# GOAL OF THE EXERCISE
Rewrite the records below, replacing every "put a marker on" with "mark" and leaving everything else unchanged.

# STORED ROWS
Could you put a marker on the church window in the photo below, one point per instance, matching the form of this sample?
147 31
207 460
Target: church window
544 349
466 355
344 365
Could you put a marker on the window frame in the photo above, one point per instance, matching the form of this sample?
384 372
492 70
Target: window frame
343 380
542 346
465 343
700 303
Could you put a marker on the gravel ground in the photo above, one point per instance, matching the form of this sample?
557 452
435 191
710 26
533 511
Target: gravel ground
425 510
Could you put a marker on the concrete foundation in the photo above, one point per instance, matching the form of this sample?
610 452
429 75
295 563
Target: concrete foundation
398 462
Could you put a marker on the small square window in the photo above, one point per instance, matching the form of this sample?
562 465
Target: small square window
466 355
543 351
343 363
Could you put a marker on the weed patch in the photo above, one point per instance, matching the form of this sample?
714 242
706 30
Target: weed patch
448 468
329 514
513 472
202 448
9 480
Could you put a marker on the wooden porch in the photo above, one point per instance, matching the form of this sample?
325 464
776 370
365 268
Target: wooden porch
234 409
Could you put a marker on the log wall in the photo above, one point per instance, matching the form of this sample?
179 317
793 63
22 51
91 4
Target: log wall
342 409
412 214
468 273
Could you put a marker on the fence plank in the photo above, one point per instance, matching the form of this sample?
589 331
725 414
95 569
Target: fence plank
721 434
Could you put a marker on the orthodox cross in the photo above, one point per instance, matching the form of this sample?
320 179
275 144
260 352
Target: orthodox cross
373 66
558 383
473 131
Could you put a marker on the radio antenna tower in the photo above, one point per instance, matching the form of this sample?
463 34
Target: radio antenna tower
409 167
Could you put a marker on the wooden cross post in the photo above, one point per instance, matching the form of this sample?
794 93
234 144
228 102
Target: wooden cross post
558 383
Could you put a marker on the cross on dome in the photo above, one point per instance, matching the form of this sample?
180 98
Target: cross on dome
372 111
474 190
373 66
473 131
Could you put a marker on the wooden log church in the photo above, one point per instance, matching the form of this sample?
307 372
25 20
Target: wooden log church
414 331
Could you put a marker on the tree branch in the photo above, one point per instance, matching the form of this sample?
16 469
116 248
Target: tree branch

# COMPLETE OUTPUT
Could you mark the church window in the photo below, one point per instance, matching the form of this sample?
147 31
207 460
Target: church window
544 349
466 355
344 365
Could you mark the window frame in the photo above, one point per instance, matching the form of this sample?
384 372
492 70
Target: window frame
343 380
542 346
465 343
700 303
Could you mark the gravel ground in the photo above, one point per instance, matching the form of this sample?
557 452
435 191
710 26
533 511
Target: gravel ground
425 510
Could you mark the concrete foundation in the photo above, one point per instance, matching the form of this sample?
610 452
429 75
295 563
Target: concrete foundation
398 462
Could you mark the small square window in the photo above, one point per instance, matching the form of this sample?
562 465
Target: small square window
466 355
543 351
343 363
Could you mark the weed patch in the photo above, one point per instance, matching the form of this sample?
714 242
706 30
Target: weed patch
448 468
329 514
513 472
202 448
9 480
Could you mark the wooden porch in the photo above, one point per instance, matching the form of this sample?
325 464
776 370
365 268
Target: wooden porch
234 409
Could you mark the log wall in the photo above, one point per instance, matching the form of this sample?
179 317
793 63
22 51
91 4
Target: log wall
342 409
412 214
468 273
Could you mark the fence plank in the photo above, one point per instance, matching the form of this sample?
589 331
725 414
95 569
Target: fence plank
721 434
Could you mark the orthodox cross in the photo above, one point per instance, matching the form of this sample?
320 179
275 144
260 352
Target: orthodox cross
373 66
558 383
473 131
Could you mark the radio antenna tower in the photo above, one point per instance, matching the form of this sample?
463 34
Target: radio antenna tower
409 167
Could you mark the wooden cross post in the photo above, one point per instance, matching the form of this sample?
794 93
234 144
228 102
Target: wooden cross post
558 383
Could you mark the cross on dome in the photo above, one point per instance, matching the form of this sample?
180 98
Target: cross on dome
372 111
474 190
373 66
473 131
Could you mark the wooden log church in the photo above, one point per instance, matching the form of this sample?
307 372
25 20
Target: wooden log church
414 331
Could you mark the tree branch in the photo above, one point per instance, matching the form of this sample?
16 469
116 248
Target: tree branch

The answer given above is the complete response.